Please output the entries below exactly as they are.

--

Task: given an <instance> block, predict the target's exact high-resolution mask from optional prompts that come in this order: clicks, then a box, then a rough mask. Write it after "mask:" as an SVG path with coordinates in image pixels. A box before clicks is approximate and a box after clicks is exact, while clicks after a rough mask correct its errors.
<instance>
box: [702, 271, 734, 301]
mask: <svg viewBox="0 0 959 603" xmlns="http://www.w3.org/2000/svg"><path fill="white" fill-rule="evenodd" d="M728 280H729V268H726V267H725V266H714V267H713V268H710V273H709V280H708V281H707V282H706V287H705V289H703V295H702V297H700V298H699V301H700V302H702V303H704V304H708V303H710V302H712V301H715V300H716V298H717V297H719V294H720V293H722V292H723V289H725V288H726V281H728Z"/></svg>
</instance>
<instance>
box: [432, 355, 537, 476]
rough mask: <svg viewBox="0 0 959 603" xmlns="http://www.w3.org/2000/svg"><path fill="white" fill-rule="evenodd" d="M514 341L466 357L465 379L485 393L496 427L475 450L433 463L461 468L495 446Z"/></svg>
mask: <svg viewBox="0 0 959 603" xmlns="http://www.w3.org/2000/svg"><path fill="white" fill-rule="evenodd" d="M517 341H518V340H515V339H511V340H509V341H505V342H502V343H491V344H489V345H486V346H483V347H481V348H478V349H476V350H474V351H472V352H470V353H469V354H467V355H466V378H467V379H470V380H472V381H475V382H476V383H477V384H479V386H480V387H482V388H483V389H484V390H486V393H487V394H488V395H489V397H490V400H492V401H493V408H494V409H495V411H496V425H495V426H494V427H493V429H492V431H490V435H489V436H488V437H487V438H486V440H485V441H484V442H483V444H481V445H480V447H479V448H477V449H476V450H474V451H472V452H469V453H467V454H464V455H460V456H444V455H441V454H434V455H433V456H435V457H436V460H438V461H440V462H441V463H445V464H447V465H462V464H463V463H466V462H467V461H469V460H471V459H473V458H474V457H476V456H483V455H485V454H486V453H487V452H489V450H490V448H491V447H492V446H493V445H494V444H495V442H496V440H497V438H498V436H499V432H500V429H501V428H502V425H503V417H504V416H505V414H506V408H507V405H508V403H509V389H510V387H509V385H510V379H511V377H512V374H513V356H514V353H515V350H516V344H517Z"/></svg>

--

* [Exercise answer]
Task: given an <instance> block, predict the target's exact high-resolution mask from optional prompts that come in this order: clicks, then a box, then a rough mask. Write it after "mask:" as an SVG path with coordinates in image pixels. A box before clicks is approximate and a box after clicks is exact, while clicks after a rough mask correct its errors.
<instance>
box: [702, 271, 734, 301]
mask: <svg viewBox="0 0 959 603" xmlns="http://www.w3.org/2000/svg"><path fill="white" fill-rule="evenodd" d="M728 280H729V268H726V267H725V266H714V267H713V268H710V273H709V280H708V281H707V282H706V287H705V289H703V295H702V297H700V298H699V301H700V302H702V303H704V304H708V303H710V302H712V301H715V300H716V298H717V297H719V294H720V293H722V292H723V289H725V288H726V281H728Z"/></svg>
</instance>
<instance>
box: [432, 355, 537, 476]
rough mask: <svg viewBox="0 0 959 603" xmlns="http://www.w3.org/2000/svg"><path fill="white" fill-rule="evenodd" d="M514 341L466 357L465 379L485 393L496 427L475 450L433 463L461 468L495 446Z"/></svg>
mask: <svg viewBox="0 0 959 603" xmlns="http://www.w3.org/2000/svg"><path fill="white" fill-rule="evenodd" d="M517 341H518V340H515V339H511V340H509V341H505V342H502V343H491V344H489V345H486V346H483V347H481V348H478V349H476V350H474V351H472V352H470V353H469V354H467V355H466V378H467V379H470V380H472V381H475V382H476V383H477V384H479V386H480V387H482V388H483V389H484V390H486V393H487V394H488V395H489V397H490V400H492V401H493V408H494V409H495V411H496V425H495V426H494V427H493V429H492V431H490V435H489V436H488V437H487V438H486V440H485V441H484V442H483V444H481V445H480V447H479V448H477V449H476V450H474V451H472V452H469V453H467V454H464V455H460V456H444V455H441V454H434V455H433V456H435V457H436V460H438V461H440V462H441V463H445V464H447V465H462V464H463V463H466V462H467V461H469V460H471V459H473V458H474V457H476V456H483V455H485V454H486V453H487V452H489V450H490V448H491V447H492V446H493V445H494V444H495V442H496V440H497V438H498V436H499V432H500V429H501V428H502V425H503V417H504V416H505V414H506V408H507V405H508V403H509V389H510V387H509V385H510V379H511V377H512V374H513V356H514V353H515V350H516V344H517Z"/></svg>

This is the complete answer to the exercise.